(Saved entries)
=== Begin Enclosure ===

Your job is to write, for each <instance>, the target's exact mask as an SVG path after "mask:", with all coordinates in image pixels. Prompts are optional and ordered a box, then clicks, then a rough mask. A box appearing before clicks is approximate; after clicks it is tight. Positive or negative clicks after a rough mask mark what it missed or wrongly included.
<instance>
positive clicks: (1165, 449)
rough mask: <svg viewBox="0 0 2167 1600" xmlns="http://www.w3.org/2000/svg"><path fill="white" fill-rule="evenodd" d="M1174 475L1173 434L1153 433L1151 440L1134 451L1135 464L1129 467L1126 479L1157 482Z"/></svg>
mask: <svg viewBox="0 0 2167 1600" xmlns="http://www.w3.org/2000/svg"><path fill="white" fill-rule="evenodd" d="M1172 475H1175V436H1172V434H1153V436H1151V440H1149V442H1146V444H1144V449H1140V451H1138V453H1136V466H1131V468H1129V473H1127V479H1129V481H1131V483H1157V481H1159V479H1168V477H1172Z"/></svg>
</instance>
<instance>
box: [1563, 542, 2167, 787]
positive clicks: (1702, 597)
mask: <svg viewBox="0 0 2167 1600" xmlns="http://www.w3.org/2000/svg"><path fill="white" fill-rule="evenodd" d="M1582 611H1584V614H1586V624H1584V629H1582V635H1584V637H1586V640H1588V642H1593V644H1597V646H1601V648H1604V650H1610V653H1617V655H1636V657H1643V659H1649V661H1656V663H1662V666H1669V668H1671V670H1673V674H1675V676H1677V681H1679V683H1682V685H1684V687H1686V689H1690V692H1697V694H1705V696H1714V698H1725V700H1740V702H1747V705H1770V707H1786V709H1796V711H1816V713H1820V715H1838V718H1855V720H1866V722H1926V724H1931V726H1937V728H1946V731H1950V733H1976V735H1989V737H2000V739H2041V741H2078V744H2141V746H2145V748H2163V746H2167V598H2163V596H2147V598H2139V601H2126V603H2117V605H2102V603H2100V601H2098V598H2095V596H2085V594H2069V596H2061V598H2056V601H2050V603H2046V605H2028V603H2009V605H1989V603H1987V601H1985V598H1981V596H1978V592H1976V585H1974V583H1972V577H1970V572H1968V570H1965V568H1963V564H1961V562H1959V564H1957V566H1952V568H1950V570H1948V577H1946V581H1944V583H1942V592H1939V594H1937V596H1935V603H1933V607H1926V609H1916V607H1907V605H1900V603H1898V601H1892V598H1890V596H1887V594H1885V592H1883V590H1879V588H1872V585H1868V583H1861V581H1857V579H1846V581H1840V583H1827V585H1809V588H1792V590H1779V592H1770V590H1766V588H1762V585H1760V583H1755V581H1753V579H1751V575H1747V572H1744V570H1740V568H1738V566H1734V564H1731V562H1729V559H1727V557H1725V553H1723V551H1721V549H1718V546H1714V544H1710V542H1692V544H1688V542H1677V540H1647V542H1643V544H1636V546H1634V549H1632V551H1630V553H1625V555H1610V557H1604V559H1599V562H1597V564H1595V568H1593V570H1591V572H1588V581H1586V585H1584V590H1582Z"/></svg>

=== End Enclosure ===

The answer must be every line from the entries above that holds the string "instance".

Your job is to write, for each <instance>, the target's exact mask as an SVG path after "mask:", with all coordinates in image pixels. Prompts are optional and ordered a box, then clicks, then a rough mask. A box appearing before clicks is approximate; after clicks it is tight. Positive or negative clicks after a rough mask mark what it missed or wrongly included.
<instance>
</instance>
<instance>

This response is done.